§ **TO DO**
Only the pictures are to be left out; write out the rest of the data exactly.

§ **Records from a data collection**
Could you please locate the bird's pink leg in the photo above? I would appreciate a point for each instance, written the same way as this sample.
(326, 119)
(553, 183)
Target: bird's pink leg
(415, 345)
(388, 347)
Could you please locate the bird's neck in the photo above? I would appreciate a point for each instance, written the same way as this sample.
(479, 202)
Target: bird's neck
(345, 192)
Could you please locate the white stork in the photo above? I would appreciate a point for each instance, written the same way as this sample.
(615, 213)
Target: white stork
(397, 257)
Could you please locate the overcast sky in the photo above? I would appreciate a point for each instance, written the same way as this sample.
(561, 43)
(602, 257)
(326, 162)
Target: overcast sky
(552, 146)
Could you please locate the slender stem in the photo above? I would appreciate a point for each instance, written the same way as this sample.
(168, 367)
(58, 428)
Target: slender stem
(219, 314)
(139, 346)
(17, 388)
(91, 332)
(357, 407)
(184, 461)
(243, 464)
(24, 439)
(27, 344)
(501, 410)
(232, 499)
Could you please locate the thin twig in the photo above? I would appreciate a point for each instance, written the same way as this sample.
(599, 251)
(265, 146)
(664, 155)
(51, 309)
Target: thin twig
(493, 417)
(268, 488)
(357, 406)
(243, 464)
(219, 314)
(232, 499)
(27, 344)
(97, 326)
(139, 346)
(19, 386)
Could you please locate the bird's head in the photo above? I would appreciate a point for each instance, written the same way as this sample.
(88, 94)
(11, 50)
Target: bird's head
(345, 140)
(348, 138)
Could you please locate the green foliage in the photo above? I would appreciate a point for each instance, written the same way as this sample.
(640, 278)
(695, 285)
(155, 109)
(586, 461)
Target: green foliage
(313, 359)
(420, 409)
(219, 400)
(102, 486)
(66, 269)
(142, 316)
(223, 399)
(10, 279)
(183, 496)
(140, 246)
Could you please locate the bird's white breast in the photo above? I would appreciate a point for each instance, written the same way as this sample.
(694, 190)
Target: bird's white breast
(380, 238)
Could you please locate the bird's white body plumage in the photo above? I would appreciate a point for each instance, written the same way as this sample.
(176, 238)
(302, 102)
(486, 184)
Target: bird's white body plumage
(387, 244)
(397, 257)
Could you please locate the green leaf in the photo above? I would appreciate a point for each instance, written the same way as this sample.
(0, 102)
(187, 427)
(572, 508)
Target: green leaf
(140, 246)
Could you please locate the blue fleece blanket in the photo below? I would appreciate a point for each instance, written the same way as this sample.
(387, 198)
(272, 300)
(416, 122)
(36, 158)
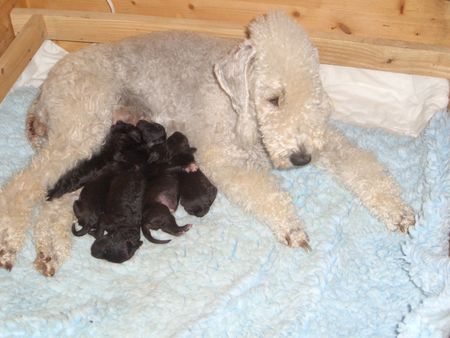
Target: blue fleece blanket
(229, 277)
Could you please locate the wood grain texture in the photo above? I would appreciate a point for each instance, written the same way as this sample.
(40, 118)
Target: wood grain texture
(419, 21)
(20, 51)
(6, 31)
(346, 50)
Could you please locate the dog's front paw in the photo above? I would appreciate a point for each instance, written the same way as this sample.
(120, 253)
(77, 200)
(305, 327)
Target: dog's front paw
(9, 246)
(7, 257)
(402, 220)
(46, 264)
(295, 238)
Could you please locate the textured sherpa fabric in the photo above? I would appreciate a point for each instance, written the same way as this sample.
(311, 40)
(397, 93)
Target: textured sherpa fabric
(228, 276)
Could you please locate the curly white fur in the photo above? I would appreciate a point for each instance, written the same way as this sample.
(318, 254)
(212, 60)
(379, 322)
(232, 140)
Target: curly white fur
(247, 106)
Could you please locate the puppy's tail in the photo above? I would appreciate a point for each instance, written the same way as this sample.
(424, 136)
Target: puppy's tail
(150, 238)
(83, 231)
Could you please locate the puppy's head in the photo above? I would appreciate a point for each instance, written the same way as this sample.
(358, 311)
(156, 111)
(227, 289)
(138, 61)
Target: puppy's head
(179, 150)
(152, 133)
(115, 249)
(124, 136)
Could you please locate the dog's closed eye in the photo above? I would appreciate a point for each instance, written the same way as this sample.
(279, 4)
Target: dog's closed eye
(275, 101)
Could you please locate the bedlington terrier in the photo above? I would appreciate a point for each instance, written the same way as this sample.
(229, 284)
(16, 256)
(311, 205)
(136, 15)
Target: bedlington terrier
(248, 105)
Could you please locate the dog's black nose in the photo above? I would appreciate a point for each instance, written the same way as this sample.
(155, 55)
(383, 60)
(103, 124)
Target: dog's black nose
(300, 158)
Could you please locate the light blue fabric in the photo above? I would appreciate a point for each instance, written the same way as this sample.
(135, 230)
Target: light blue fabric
(229, 277)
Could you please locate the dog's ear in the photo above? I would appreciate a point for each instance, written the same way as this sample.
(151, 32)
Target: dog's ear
(232, 74)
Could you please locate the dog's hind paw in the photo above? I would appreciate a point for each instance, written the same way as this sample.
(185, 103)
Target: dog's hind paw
(296, 238)
(403, 220)
(45, 264)
(7, 258)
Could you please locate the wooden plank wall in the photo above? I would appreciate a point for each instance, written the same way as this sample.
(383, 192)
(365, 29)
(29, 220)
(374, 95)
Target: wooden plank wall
(348, 50)
(419, 21)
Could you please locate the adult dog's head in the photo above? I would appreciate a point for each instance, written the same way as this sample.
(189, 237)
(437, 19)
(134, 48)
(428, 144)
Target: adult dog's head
(273, 81)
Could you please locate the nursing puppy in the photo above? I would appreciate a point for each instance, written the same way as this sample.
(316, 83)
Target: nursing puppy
(197, 193)
(90, 206)
(163, 193)
(123, 148)
(118, 232)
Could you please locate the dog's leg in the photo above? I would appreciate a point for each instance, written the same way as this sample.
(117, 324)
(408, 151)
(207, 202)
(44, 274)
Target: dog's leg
(360, 172)
(51, 234)
(259, 193)
(29, 186)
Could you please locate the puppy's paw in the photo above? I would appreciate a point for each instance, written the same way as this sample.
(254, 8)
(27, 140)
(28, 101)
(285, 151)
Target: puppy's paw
(296, 238)
(46, 264)
(7, 257)
(402, 220)
(8, 248)
(190, 168)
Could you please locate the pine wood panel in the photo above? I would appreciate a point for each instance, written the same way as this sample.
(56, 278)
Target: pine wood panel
(419, 21)
(20, 52)
(347, 50)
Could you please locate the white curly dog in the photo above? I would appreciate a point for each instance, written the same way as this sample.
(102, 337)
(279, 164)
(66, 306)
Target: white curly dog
(248, 106)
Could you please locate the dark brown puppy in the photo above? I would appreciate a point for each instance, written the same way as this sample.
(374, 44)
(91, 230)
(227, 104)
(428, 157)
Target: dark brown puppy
(162, 194)
(123, 148)
(90, 206)
(197, 193)
(118, 232)
(161, 200)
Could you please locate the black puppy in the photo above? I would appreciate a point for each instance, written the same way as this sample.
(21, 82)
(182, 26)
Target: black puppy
(125, 146)
(90, 206)
(118, 232)
(161, 200)
(197, 193)
(162, 194)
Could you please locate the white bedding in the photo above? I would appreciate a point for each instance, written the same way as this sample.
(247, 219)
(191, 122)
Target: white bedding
(400, 103)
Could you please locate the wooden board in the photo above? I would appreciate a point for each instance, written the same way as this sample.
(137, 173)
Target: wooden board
(20, 52)
(418, 21)
(347, 49)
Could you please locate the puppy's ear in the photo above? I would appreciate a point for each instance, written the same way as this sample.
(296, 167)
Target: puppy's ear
(232, 74)
(135, 135)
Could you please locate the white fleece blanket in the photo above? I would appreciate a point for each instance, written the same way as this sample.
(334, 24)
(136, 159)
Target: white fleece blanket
(228, 277)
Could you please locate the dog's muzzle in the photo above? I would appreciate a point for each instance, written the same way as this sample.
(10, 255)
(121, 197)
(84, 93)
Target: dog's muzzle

§ **RESPONSE**
Could you please locate the bird's pink leg in the photo above? I would appreciate a point for each instance, written the same way as this sample.
(326, 119)
(553, 183)
Target: bird's pink leg
(415, 345)
(388, 347)
Could you please locate the bird's neck in the photo above? I would appreciate a point for each instance, written the same way as this sample.
(479, 202)
Target: bird's neck
(345, 192)
Could you please locate the white stork in the photo above? I would appreciate a point for each instance, written the same way as this sample.
(615, 213)
Target: white stork
(397, 257)
Could you please locate the overcast sky in the photo above? I would appreciate a point for each instance, written the same way as this sample.
(561, 43)
(602, 257)
(326, 162)
Target: overcast sky
(552, 146)
Could you please locate the slender stem in the photo above? I would appreciate a point for each instance, written the same way as this sample.
(168, 367)
(58, 428)
Target: slender stem
(219, 314)
(139, 346)
(17, 388)
(91, 332)
(357, 407)
(184, 461)
(243, 464)
(24, 439)
(27, 344)
(501, 410)
(232, 499)
Could you please locate the thin twig in the photo above? I would appreciate a point for each instance, written the same way as this sample.
(599, 251)
(265, 146)
(664, 155)
(51, 309)
Target: thin twig
(493, 417)
(268, 488)
(357, 406)
(243, 464)
(219, 314)
(232, 499)
(27, 344)
(97, 326)
(139, 346)
(19, 386)
Could you please locate the bird's head in the photo above? I would appreciate a point for each instance, written the same way as this sample.
(88, 94)
(11, 50)
Target: bird's head
(345, 140)
(348, 138)
Could you please locate the green foliage in the photo above? I would appreciate a point for each instance, written the same way as this sample.
(640, 278)
(695, 285)
(155, 109)
(586, 461)
Target: green foliage
(313, 359)
(420, 409)
(219, 400)
(102, 486)
(66, 269)
(142, 316)
(223, 399)
(10, 279)
(183, 496)
(140, 246)
Could you please locate the bird's white breast in the photo above? I would appreciate a point for each instance, written the same way as this sample.
(694, 190)
Target: bird's white breast
(380, 238)
Could you please locate the bird's white body plumage in the photo above? I would appreciate a point for each instance, written the same way as this sample.
(176, 238)
(302, 102)
(486, 184)
Target: bird's white body plumage
(387, 244)
(397, 257)
Could you please locate the green leaf in the photo above? I would appreciate a point for each instance, written the same way as this sample.
(0, 102)
(187, 427)
(572, 508)
Target: green leaf
(140, 246)
Could you please locate the blue fleece blanket in the photo below? I would appreciate a point for each instance, written the same way as this sample.
(387, 198)
(272, 300)
(416, 122)
(36, 158)
Target: blue fleece blanket
(229, 277)
Could you please locate the wood grain texture in the photo above? I would appreciate a point for each instance, written the same way as this sample.
(40, 118)
Target: wood grain texture
(419, 21)
(20, 51)
(6, 31)
(346, 50)
Could you please locate the dog's front paw in the photo above? I would appreciate a point for each instance, written the same way as this sample.
(120, 253)
(77, 200)
(305, 327)
Target: dog's front paw
(9, 246)
(7, 257)
(402, 220)
(46, 264)
(295, 238)
Could you please locate the textured sherpa fabric in the photo above? I would appreciate a point for each instance, written the same way as this sample.
(311, 40)
(397, 93)
Target: textured sherpa fabric
(228, 276)
Could you please locate the curly white fur in the photo above? I would appreciate a point for each instance, written the same way as this sample.
(318, 254)
(212, 60)
(379, 322)
(232, 140)
Target: curly white fur
(247, 106)
Could you please locate the puppy's tail in the photo above? I would appreciate a point for each instance, written the same way as this sample.
(424, 136)
Target: puppy's tail
(150, 238)
(83, 231)
Could you please locate the puppy's head in the photo above? I would appreciate a point for each instance, written the same way as this sample.
(358, 311)
(156, 111)
(227, 289)
(138, 61)
Target: puppy's head
(179, 150)
(152, 133)
(115, 249)
(124, 136)
Could you please locate the dog's closed eye in the photo above? I would appreciate a point for each instance, written the same way as this sample.
(279, 4)
Target: dog's closed eye
(275, 101)
Could you please locate the bedlington terrier in the photo above? I would appreciate a point for each instance, written the same way as this sample.
(229, 284)
(16, 256)
(311, 205)
(136, 15)
Target: bedlington terrier
(248, 105)
Could you please locate the dog's black nose in the photo above? I would appreciate a point for each instance, written the same way as this sample.
(155, 55)
(383, 60)
(103, 124)
Target: dog's black nose
(300, 158)
Could you please locate the light blue fabric in the photo above? I would appreciate a point for each instance, written the same way as this sample.
(135, 230)
Target: light blue fabric
(229, 277)
Could you please locate the dog's ear in the photo above? I would appreciate a point for each instance, written the same way as this sample.
(151, 32)
Target: dog's ear
(232, 74)
Could you please locate the dog's hind paw in the photo above? I would appreciate a point for each instance, written the same way as this sample.
(185, 103)
Target: dog's hind paw
(296, 238)
(403, 220)
(45, 264)
(7, 258)
Could you please locate the wooden plank wall in the photo above? I would appreciate a point for each instance, written the same way as this sample.
(383, 192)
(365, 29)
(29, 220)
(374, 95)
Target: wooden plank wall
(348, 50)
(419, 21)
Could you please locate the adult dog's head in the photo above? I would appreciate a point for each instance, written the same way as this sample.
(189, 237)
(437, 19)
(134, 48)
(428, 144)
Target: adult dog's head
(273, 81)
Could you please locate the nursing puppy in the photo above? I would appreciate a point for each instance, written the same way as this sample.
(316, 83)
Target: nursing puppy
(197, 193)
(90, 206)
(163, 193)
(123, 148)
(118, 232)
Could you please locate the dog's leg in the photo above? I would appreciate a point for each instance, written the same way as this sample.
(117, 324)
(408, 151)
(207, 202)
(44, 274)
Target: dog's leg
(360, 172)
(51, 234)
(259, 193)
(29, 186)
Could you please locate the puppy's paw in the photo above? I would appreciate a point for each instance, written the same way as this sample.
(254, 8)
(27, 140)
(28, 101)
(285, 151)
Target: puppy's paw
(296, 238)
(46, 264)
(7, 257)
(402, 220)
(8, 248)
(190, 168)
Could you please locate the pine wood panel in the photo above? I would appreciate a point for each instance, written the same way as this sample.
(56, 278)
Target: pine wood panel
(419, 21)
(20, 52)
(347, 50)
Could you please locate the white curly dog in the photo above? I would appreciate a point for each instance, written the same way as this sample.
(102, 337)
(279, 164)
(66, 306)
Target: white curly dog
(248, 106)
Could you please locate the dark brown puppy in the photo above? I would appreciate a point for each instance, written the same way as this sample.
(374, 44)
(91, 230)
(227, 104)
(428, 157)
Target: dark brown puppy
(162, 194)
(123, 148)
(90, 206)
(197, 193)
(118, 232)
(161, 200)
Could you please locate the black puppy in the photo above? I would appreciate a point for each instance, written the same way as this sample.
(21, 82)
(182, 26)
Target: black puppy
(125, 146)
(90, 206)
(118, 232)
(161, 200)
(197, 193)
(162, 194)
Could you please locate the white bedding in the photo above? I would appreciate a point for each instance, written the same way as this sample.
(247, 219)
(191, 122)
Target: white bedding
(400, 103)
Could you please locate the wooden board in the photo above? I would appreciate a point for each instance, written the same way as this sample.
(137, 173)
Target: wooden board
(20, 52)
(418, 21)
(347, 49)
Could you please locate the puppy's ear in the photo above? I would appreciate a point for each instance, written the same way as this sample.
(296, 167)
Target: puppy's ear
(232, 74)
(135, 135)
Could you please locate the white fleece blanket in the photo above? I would appreciate a point for each instance, written the same way as this sample.
(334, 24)
(136, 159)
Target: white fleece blanket
(228, 277)
Could you please locate the dog's muzzle in the photo above? I would appreciate a point for each instance, written the same way as this sample.
(10, 255)
(121, 197)
(84, 93)
Target: dog's muzzle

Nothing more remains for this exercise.